→ SELECTED EXCERPT
* * *
This is a pity, because otherwise the principal achievement of The End Specialist is the detail with which it extrapolates from its central conceit. The cure itself is surely a nonsense scientifically: “what this involves is me taking a sample of your DNA,” says John’s doctor, “then finding and altering – or, more precisely, deactivating – a specific gene in your DNA, and then reintroducing it to your body” [pg. 6]. Given that little absurdity, however, The End Specialist exhaustively explores a world in which death has been abolished. Indeed, and especially early on, the novel at times takes on rather too Socratic an air, with characters talking to each other about complex ethical issues. Likewise, Magary recalls a less economical John Brunner, pouring in endless quotes from ‘newsfeeds’ and ‘streams’, interviews and videos, which paint in yet further detail. The occassional cartoonish of this detail – the baby-branding Chinese (“what else do you expect from a country that tattoos newborns?” [pg. 320]) and the unconscionable rationalism of the Russians (“dictatorship was not an option, but a necessity” [pg. 277]) –  doesn’t help Magary’s case, but at the same time he can nail human nature with some pith: “I’m guessing there will be a point where [the cure is] legal and everyone has it and I feel obligated to get it too,” grumbles Farrell’s sister. “I was like that with cell phones.” [pg. 63]

Unfortunately, Magary’s structure creaks under the weight of all these discursive detours – tellingly, in an interview with the AV Club he seems to persist in understanding the first and second halves of the novels as separate entities. Furthermore, beyond this illusion of detail, and the witticisms and wisecracks which are his strength, his material is undeniably thin. There’s a moment when Farrell is selecting his ‘grail’ – there comes a fashion for all postmortals to own a little cup like Christ’s – when Magary inserts Indiana Jones into his text. Much of The End Specialist feels received in this way, as if Jonathan Swift made all the salient points about immortality in 1726 and Magary’s job is merely to insert smartphones into the milieu. For all his invention – the eponymous job title belongs to government-sanctioned euthanisers, for instance, and their opposite numbers come to be the fanatical ‘Greenies’, internet trolls made flesh who seek to spoil postmortality with violence and torture – there remains in the air between these pages a certain staleness: “cheap suits flooded the hallway and skittered around like vermin, [pg. 370]”, for example, is a clause powered purely by cliché.

In that AV Club interview, Magary confesses that he discovered only once he had completed his novel that Kurt Vonnegut had written a short story about precisely the same concept (one assumes he means ‘2 B R o 2B’). It’s this ignorance of its forebears, of course, which leads The End Specialist, despite its accumulated variety of incident and its comedic deftness, ultimately to read thinly and clumsily. I can see why those former qualities were deemed by the Clarke judges as reason enough to honour the book with a spot on the shortlist; I struggle, however, to understand how they trumped the similar qualities of other books which did not exhibit the latter demerits to quite so pronounced a degree.
* * *
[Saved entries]
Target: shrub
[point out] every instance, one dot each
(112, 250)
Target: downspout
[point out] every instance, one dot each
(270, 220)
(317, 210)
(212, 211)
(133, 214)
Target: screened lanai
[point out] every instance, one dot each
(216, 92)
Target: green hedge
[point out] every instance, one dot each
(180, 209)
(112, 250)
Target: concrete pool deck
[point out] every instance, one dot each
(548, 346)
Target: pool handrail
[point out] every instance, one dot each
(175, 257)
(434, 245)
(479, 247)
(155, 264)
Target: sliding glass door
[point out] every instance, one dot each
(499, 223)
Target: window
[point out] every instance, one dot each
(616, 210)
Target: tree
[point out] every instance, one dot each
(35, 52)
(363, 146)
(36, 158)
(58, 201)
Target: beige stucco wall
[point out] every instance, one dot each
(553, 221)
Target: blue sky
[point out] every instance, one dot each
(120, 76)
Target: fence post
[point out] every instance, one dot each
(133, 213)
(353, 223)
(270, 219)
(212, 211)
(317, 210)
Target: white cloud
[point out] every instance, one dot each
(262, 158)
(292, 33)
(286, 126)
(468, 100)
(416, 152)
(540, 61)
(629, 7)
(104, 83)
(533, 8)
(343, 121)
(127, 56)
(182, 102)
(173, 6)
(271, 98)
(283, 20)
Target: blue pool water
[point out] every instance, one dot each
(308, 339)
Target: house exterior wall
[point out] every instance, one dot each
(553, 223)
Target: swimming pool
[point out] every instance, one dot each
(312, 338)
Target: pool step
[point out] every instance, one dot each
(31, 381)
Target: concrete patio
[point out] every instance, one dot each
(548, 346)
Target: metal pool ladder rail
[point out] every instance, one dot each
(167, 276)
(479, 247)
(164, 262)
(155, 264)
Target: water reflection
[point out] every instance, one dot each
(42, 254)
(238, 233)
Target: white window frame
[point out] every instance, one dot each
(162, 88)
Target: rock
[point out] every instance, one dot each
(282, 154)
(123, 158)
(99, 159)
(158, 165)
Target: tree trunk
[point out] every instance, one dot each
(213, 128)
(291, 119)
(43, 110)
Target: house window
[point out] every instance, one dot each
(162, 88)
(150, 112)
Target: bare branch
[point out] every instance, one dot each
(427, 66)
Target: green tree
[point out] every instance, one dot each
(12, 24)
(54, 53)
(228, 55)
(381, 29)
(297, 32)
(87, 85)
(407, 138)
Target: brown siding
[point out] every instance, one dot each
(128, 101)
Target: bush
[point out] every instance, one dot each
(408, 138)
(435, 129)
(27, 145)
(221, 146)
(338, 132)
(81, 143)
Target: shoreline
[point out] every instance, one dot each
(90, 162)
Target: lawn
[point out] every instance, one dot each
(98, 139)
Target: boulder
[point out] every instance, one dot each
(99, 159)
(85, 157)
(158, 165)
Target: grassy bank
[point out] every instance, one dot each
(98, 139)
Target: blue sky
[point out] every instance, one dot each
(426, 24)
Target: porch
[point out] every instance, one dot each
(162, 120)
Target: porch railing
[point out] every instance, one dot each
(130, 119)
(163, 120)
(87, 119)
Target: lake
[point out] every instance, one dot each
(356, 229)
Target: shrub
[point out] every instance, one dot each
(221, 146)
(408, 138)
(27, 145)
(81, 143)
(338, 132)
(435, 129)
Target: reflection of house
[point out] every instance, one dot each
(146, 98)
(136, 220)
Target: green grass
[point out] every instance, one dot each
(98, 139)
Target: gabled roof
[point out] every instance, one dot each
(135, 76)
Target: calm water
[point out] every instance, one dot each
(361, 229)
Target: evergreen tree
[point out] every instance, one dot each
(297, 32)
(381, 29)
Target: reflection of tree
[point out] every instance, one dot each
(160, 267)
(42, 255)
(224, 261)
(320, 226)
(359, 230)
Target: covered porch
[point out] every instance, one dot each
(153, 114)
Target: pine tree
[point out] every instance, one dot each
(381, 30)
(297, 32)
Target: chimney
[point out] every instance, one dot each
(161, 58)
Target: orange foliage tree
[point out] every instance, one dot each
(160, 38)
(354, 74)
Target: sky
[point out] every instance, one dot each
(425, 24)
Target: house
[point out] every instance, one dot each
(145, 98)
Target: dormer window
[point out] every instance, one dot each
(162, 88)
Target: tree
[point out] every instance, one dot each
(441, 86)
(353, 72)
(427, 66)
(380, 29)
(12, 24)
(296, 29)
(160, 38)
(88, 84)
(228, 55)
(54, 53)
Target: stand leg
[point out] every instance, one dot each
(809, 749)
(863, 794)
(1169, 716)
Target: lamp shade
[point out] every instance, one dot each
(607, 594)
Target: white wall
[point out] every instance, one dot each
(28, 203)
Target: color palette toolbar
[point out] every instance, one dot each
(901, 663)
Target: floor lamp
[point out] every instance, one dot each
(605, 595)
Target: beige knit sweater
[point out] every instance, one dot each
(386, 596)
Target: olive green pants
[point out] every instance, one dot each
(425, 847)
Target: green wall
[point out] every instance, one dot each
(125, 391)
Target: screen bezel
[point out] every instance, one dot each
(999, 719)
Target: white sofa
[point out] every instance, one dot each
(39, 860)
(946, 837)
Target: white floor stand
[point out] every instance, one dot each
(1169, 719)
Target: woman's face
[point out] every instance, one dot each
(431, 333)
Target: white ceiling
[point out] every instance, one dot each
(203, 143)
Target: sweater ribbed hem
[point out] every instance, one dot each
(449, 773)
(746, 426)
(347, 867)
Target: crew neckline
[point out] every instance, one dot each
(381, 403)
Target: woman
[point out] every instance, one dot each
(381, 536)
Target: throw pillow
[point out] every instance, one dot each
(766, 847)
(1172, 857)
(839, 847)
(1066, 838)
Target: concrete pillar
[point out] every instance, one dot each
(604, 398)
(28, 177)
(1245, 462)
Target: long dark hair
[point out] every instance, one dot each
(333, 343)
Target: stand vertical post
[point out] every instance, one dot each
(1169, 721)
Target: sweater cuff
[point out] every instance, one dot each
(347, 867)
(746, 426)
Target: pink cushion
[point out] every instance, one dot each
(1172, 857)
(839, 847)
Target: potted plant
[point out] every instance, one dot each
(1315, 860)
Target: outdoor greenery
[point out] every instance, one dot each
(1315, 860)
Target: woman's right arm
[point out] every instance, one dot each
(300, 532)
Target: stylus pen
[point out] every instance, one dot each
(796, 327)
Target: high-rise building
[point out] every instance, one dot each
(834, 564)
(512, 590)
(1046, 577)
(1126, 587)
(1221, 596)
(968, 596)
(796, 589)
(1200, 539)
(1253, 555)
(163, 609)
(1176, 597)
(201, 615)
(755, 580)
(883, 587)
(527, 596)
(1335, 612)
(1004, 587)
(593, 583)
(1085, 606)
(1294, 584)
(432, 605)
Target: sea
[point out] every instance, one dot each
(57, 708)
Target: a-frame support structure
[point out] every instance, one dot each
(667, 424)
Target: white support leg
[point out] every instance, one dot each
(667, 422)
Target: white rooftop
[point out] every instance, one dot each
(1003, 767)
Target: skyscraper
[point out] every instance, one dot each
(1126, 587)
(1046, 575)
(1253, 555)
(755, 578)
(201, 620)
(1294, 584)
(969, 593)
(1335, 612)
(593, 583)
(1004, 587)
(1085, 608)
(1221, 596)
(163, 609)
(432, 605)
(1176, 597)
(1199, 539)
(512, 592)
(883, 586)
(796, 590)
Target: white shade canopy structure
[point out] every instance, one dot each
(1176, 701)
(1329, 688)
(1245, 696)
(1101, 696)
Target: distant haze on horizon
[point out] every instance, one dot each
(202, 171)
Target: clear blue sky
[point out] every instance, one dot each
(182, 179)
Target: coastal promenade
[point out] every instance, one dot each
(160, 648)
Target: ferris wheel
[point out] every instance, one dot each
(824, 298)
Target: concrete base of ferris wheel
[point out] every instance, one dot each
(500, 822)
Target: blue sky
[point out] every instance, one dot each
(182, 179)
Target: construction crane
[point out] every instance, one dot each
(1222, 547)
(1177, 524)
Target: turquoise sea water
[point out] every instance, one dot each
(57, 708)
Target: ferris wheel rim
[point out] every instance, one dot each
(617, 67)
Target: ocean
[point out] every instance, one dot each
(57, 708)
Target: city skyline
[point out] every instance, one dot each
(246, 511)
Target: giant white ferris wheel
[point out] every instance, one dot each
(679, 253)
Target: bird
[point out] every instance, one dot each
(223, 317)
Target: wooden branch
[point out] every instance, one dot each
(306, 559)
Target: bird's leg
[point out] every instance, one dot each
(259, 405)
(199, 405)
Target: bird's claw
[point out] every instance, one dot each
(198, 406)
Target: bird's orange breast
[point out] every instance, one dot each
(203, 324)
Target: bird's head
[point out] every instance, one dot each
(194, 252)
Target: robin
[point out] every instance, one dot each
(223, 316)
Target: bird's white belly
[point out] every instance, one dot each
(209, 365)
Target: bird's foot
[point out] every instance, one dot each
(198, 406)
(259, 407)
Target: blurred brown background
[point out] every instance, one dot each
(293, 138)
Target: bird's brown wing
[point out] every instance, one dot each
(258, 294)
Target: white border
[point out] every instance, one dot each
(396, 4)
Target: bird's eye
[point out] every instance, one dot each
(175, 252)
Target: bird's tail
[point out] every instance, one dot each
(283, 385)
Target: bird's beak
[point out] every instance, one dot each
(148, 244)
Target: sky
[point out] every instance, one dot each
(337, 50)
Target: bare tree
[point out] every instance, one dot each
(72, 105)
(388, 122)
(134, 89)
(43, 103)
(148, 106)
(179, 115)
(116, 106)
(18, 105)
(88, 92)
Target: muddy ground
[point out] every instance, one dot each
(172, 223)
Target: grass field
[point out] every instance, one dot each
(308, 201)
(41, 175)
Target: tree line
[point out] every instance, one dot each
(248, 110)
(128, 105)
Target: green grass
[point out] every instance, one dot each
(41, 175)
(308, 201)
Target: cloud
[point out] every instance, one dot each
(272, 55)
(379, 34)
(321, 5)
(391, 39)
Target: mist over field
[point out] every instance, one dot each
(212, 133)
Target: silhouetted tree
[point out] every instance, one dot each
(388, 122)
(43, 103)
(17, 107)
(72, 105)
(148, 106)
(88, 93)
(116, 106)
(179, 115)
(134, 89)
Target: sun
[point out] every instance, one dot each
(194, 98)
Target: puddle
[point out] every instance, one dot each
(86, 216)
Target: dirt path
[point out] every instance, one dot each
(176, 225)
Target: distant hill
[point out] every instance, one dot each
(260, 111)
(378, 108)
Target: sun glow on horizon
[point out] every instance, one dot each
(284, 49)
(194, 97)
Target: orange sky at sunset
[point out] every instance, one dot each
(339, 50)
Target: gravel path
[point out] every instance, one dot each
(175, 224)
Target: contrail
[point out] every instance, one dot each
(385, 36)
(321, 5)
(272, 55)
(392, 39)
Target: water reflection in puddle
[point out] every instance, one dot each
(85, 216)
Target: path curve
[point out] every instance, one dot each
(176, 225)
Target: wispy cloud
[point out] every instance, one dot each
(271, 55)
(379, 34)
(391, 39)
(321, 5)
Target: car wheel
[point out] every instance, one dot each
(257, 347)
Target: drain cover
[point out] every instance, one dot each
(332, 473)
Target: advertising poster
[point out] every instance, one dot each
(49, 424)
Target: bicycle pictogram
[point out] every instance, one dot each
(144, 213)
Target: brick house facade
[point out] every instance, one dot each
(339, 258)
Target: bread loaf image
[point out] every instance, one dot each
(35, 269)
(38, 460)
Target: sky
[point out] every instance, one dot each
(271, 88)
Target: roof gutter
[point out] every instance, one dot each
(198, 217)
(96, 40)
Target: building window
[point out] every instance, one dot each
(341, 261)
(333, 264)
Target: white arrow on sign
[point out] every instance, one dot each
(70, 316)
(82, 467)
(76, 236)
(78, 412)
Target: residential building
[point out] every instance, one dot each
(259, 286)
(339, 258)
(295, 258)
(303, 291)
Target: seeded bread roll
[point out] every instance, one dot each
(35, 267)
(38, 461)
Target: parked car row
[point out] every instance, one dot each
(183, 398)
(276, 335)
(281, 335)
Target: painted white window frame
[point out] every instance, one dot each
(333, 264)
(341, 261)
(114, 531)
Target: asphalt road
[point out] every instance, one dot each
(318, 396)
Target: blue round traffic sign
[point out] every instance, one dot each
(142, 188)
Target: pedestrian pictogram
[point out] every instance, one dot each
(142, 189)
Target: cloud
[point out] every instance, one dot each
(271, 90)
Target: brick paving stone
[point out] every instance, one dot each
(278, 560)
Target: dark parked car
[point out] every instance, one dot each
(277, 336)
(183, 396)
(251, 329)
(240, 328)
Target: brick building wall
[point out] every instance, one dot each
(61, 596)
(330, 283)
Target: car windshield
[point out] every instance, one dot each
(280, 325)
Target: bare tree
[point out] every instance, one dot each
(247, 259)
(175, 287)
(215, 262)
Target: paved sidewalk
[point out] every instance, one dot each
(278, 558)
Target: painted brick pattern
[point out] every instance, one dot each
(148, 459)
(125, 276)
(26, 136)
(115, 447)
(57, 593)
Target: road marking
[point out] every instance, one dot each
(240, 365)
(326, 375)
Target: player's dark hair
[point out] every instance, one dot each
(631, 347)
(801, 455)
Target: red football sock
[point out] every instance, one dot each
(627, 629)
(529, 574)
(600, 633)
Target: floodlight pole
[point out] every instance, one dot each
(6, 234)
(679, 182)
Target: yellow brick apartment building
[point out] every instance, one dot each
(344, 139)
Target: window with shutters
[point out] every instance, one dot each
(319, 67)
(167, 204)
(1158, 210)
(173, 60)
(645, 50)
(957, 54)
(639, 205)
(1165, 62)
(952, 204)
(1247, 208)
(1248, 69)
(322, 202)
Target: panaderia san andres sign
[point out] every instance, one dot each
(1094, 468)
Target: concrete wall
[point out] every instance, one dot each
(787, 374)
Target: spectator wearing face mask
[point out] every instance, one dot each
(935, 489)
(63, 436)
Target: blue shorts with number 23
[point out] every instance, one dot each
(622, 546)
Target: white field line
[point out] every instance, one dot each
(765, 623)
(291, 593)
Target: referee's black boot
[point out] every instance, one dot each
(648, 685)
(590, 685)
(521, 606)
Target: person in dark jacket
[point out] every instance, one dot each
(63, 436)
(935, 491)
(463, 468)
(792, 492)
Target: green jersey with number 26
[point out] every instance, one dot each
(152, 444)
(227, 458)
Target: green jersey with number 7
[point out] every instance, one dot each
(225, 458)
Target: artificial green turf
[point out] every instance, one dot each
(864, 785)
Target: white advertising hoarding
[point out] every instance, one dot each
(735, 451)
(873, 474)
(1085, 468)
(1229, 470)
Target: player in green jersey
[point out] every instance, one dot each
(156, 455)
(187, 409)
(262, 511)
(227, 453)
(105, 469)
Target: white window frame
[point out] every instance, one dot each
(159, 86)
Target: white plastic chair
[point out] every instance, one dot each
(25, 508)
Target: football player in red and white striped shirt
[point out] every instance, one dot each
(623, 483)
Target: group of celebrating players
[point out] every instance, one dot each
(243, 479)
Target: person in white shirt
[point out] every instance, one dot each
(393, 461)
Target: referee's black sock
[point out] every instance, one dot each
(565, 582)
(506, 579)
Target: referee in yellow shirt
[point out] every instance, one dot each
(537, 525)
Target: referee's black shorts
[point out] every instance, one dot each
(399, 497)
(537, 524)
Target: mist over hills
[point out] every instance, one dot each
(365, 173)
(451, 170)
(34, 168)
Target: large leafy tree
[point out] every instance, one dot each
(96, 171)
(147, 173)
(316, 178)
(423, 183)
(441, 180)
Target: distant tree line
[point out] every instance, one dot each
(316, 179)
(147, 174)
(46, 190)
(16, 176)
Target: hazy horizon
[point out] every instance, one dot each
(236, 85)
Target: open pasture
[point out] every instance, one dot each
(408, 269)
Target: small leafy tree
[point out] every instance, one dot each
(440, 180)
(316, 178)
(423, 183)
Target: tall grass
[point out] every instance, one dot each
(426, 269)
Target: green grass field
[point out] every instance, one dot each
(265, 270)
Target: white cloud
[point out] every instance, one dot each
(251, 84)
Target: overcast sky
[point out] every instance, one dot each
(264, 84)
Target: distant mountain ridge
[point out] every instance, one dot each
* * *
→ ASSIGNED TASK
Reproduce verbatim the passage of the review of The End Specialist that runs from "In that AV Club" up to and including "pronounced a degree.".

→ SOLVED PROBLEM
In that AV Club interview, Magary confesses that he discovered only once he had completed his novel that Kurt Vonnegut had written a short story about precisely the same concept (one assumes he means ‘2 B R o 2B’). It’s this ignorance of its forebears, of course, which leads The End Specialist, despite its accumulated variety of incident and its comedic deftness, ultimately to read thinly and clumsily. I can see why those former qualities were deemed by the Clarke judges as reason enough to honour the book with a spot on the shortlist; I struggle, however, to understand how they trumped the similar qualities of other books which did not exhibit the latter demerits to quite so pronounced a degree.